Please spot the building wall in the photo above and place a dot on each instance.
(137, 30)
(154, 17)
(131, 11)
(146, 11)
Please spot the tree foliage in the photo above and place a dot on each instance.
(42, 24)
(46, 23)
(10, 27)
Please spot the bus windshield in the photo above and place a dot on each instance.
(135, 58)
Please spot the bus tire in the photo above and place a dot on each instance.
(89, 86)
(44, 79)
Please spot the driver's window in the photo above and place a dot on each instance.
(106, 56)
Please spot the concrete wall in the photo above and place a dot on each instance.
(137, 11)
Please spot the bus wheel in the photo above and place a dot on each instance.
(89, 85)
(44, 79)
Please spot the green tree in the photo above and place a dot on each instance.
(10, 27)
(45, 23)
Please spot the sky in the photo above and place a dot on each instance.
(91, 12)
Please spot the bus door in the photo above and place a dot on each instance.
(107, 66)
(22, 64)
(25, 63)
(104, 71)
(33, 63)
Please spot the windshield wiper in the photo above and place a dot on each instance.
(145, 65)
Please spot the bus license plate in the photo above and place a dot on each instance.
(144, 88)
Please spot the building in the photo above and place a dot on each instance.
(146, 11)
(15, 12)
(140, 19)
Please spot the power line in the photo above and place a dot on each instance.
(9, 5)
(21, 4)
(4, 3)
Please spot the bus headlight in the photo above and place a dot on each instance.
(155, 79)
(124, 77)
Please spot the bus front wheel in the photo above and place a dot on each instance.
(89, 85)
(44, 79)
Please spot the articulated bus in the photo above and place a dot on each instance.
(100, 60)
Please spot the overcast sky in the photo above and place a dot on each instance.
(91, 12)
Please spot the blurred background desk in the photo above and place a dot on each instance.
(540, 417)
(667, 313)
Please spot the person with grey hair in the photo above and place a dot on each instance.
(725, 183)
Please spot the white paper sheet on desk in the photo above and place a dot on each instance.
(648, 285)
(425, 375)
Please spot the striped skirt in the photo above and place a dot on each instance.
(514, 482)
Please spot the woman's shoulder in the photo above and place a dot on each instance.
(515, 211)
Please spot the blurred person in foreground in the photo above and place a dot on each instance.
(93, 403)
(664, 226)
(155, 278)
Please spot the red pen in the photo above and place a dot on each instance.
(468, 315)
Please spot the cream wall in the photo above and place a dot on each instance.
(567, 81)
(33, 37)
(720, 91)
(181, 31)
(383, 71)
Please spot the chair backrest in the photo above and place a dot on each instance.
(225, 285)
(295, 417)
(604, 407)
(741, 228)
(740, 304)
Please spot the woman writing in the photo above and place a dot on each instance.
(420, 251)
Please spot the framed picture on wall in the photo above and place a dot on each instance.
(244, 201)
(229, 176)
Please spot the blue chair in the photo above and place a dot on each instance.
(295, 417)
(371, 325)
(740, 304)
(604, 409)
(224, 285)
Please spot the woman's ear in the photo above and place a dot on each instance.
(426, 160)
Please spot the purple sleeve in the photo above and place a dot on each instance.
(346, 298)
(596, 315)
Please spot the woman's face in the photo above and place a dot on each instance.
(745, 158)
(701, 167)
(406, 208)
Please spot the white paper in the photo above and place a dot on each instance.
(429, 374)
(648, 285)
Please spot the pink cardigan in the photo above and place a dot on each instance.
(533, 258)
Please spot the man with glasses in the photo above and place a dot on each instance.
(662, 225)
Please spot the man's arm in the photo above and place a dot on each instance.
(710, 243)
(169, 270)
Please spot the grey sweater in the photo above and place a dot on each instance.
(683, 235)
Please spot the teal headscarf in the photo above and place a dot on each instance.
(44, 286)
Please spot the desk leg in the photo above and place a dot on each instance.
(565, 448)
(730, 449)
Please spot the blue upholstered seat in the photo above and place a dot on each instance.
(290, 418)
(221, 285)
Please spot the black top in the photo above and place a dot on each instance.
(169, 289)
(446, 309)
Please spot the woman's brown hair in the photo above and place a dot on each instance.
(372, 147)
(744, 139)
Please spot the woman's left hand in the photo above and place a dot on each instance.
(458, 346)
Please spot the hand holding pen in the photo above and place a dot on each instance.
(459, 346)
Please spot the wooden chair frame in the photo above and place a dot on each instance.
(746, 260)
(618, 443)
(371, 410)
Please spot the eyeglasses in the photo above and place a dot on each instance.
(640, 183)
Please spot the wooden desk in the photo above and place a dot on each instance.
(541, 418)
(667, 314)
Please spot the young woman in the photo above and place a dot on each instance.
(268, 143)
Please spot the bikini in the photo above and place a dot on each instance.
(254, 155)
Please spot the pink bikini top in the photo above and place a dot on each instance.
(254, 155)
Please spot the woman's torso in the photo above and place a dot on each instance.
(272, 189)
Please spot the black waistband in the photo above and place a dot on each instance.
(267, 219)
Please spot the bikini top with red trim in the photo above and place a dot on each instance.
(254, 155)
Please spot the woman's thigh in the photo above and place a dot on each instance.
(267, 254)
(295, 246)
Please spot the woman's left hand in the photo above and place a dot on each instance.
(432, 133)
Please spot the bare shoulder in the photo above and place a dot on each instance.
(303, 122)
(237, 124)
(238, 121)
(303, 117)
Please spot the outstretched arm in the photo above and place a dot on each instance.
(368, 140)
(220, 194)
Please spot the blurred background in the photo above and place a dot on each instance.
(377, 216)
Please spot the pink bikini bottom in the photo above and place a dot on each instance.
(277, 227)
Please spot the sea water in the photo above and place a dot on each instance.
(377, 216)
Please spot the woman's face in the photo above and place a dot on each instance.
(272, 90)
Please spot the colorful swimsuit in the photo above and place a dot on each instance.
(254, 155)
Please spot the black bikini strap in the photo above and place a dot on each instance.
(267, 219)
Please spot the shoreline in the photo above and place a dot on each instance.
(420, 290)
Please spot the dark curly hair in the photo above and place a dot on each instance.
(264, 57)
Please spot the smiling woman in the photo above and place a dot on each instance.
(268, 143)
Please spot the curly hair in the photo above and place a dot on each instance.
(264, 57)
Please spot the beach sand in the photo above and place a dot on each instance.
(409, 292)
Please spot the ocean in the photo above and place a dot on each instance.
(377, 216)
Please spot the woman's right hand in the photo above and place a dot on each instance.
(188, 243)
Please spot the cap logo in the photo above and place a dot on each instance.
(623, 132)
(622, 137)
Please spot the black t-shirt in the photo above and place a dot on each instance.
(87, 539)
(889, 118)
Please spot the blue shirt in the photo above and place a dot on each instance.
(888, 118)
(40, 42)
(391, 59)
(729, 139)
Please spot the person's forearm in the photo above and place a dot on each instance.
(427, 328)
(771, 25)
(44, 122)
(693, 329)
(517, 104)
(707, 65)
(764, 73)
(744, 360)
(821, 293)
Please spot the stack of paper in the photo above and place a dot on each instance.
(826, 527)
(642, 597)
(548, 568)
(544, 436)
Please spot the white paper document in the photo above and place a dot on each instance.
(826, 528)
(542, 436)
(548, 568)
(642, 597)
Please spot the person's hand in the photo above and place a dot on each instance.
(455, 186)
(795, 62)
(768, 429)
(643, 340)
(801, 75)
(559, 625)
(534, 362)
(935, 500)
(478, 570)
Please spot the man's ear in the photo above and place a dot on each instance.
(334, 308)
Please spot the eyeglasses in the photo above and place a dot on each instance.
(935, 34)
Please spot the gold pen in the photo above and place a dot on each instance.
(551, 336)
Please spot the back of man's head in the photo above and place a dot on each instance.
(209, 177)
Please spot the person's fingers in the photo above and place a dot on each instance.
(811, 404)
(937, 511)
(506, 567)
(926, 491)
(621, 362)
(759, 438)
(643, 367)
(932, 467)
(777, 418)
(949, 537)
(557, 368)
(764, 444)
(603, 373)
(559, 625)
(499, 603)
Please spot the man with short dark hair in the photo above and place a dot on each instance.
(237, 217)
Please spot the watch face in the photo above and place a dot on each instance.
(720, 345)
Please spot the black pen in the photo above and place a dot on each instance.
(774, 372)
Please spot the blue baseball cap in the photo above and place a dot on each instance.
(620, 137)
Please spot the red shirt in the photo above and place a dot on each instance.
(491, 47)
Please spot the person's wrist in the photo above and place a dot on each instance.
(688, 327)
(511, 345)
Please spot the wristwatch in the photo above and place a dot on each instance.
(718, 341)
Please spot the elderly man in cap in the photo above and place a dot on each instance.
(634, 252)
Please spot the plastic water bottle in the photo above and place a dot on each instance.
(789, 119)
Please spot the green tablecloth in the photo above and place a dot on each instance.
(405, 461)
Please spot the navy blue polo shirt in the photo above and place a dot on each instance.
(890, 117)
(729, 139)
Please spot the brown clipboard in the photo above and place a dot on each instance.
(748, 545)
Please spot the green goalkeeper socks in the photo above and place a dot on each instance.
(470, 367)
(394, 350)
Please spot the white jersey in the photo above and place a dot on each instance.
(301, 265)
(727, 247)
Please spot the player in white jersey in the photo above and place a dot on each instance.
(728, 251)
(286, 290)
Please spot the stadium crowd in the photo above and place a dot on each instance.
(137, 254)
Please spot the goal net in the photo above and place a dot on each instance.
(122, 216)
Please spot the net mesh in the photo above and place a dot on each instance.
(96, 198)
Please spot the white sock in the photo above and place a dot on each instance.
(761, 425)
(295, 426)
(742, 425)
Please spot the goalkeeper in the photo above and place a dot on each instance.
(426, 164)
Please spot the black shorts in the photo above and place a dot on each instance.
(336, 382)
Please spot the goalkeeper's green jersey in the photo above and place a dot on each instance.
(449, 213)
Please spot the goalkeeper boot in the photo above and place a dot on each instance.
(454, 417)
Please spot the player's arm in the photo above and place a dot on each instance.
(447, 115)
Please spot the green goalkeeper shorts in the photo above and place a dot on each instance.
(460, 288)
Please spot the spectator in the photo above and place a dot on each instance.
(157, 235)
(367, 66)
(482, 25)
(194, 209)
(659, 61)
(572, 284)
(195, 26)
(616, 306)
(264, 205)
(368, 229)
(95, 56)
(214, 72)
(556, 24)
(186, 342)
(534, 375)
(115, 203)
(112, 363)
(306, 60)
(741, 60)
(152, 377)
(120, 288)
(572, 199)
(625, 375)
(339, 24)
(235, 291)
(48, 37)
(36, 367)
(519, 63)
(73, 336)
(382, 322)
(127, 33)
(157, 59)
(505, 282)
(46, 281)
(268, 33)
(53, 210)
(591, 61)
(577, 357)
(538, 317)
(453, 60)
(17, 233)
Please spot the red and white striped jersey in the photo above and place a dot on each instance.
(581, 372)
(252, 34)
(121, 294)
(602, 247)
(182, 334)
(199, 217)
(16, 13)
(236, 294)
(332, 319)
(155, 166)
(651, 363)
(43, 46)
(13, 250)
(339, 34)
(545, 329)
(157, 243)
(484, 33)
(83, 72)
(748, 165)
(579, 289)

What you are asked to do :: Starting with the line that contains "Please spot the spectator", write out each line through the end of the listing, exactly as it appears, and include nothing else.

Full response ::
Please spot the spectator in the photo above and place a dot on each instance.
(157, 235)
(367, 66)
(482, 25)
(194, 209)
(659, 61)
(572, 284)
(195, 26)
(616, 306)
(264, 205)
(368, 229)
(95, 56)
(214, 72)
(556, 24)
(186, 342)
(534, 375)
(115, 203)
(112, 363)
(306, 60)
(741, 60)
(152, 377)
(120, 288)
(572, 199)
(625, 375)
(339, 24)
(235, 291)
(48, 37)
(36, 367)
(519, 63)
(73, 336)
(382, 322)
(127, 33)
(157, 59)
(505, 282)
(46, 281)
(268, 33)
(53, 210)
(591, 61)
(577, 357)
(538, 317)
(453, 60)
(17, 233)
Please spot the red and white striped jersey in the photo above and place a dot on each instance.
(581, 372)
(252, 34)
(121, 294)
(602, 247)
(182, 334)
(199, 217)
(16, 13)
(236, 294)
(332, 319)
(155, 166)
(651, 363)
(43, 46)
(13, 250)
(339, 34)
(545, 329)
(157, 243)
(484, 33)
(83, 72)
(748, 165)
(579, 289)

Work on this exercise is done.